■ **STATED GOAL**
Take the line containing "hand in the photo above." and every line after it in the data below, and print them exactly as given, with nothing else.

╭──

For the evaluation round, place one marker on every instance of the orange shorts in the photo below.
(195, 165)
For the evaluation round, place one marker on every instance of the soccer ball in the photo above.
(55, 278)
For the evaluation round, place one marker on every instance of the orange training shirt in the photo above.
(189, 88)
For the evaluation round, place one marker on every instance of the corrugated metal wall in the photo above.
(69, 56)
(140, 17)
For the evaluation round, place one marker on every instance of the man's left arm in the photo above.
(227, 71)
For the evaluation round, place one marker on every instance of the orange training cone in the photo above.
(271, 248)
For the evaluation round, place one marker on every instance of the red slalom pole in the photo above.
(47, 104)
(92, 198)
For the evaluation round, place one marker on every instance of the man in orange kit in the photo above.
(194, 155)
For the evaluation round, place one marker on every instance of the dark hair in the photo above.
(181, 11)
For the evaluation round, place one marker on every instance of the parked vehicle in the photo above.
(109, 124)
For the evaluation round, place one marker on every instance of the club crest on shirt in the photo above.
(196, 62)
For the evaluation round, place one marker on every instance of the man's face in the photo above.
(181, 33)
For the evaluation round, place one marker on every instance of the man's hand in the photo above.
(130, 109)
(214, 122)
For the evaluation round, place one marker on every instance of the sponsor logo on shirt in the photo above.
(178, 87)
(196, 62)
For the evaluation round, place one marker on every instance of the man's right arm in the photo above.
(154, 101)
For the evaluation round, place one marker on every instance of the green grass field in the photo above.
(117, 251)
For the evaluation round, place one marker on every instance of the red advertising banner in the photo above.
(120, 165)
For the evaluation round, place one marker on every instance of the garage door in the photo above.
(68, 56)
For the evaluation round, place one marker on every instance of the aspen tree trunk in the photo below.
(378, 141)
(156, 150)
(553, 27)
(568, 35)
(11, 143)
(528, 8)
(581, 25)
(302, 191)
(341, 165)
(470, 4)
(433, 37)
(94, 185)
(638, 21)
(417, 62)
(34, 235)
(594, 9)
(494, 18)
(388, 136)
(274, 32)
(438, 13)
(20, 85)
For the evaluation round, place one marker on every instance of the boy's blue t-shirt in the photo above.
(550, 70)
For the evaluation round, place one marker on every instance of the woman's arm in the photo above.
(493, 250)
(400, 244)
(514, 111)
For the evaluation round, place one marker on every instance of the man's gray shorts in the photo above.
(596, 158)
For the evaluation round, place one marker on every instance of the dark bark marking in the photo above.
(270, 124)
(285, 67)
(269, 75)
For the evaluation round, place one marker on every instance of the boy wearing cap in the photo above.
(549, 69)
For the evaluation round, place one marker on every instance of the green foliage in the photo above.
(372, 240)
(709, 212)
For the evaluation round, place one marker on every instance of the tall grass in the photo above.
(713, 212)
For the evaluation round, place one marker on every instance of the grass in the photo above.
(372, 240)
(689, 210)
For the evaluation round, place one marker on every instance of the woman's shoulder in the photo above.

╰──

■ **RESULT**
For the evaluation round, place one marker on every instance of the man's hand in the photo above.
(130, 109)
(214, 122)
For the evaluation round, place one marker on every instance of the sponsor logo on shirt in the photo above.
(178, 87)
(196, 62)
For the evaluation round, place one marker on every instance of the man's right arm in the photo above.
(154, 101)
For the evaluation round, place one marker on every instance of the green grass field in the photo above.
(117, 251)
For the evaluation round, place one marker on every instance of the red advertising banner in the photo above.
(120, 165)
For the evaluation round, place one marker on every instance of the garage door in the photo above.
(68, 56)
For the evaluation round, place one marker on every instance of the aspen tree trunk in the photo below.
(378, 141)
(156, 150)
(553, 27)
(568, 35)
(11, 143)
(528, 8)
(581, 25)
(302, 191)
(341, 165)
(470, 4)
(433, 37)
(94, 185)
(638, 21)
(417, 62)
(34, 235)
(594, 9)
(494, 18)
(388, 136)
(274, 32)
(438, 13)
(20, 85)
For the evaluation round, place one marker on every instance of the boy's blue t-shirt in the photo above.
(550, 70)
For the evaluation round, place one marker on every instance of the woman's arm in the photo above.
(493, 250)
(400, 244)
(514, 111)
For the evaluation round, place one marker on every instance of the man's gray shorts in the photo above.
(596, 158)
For the evaluation round, place one marker on every instance of the dark bark marking in the photo above.
(270, 124)
(285, 67)
(269, 75)
For the evaluation round, place one marker on every instance of the boy wearing cap in the photo above.
(549, 69)
For the evaluation round, place one marker on every instance of the green foliage in the photo above.
(372, 240)
(709, 212)
For the evaluation round, place one marker on every instance of the tall grass in the photo above.
(713, 212)
For the evaluation round, place one marker on every instance of the grass in the photo above.
(372, 240)
(689, 210)
For the evaluation round, place one marker on every instance of the woman's shoulder in the photo above.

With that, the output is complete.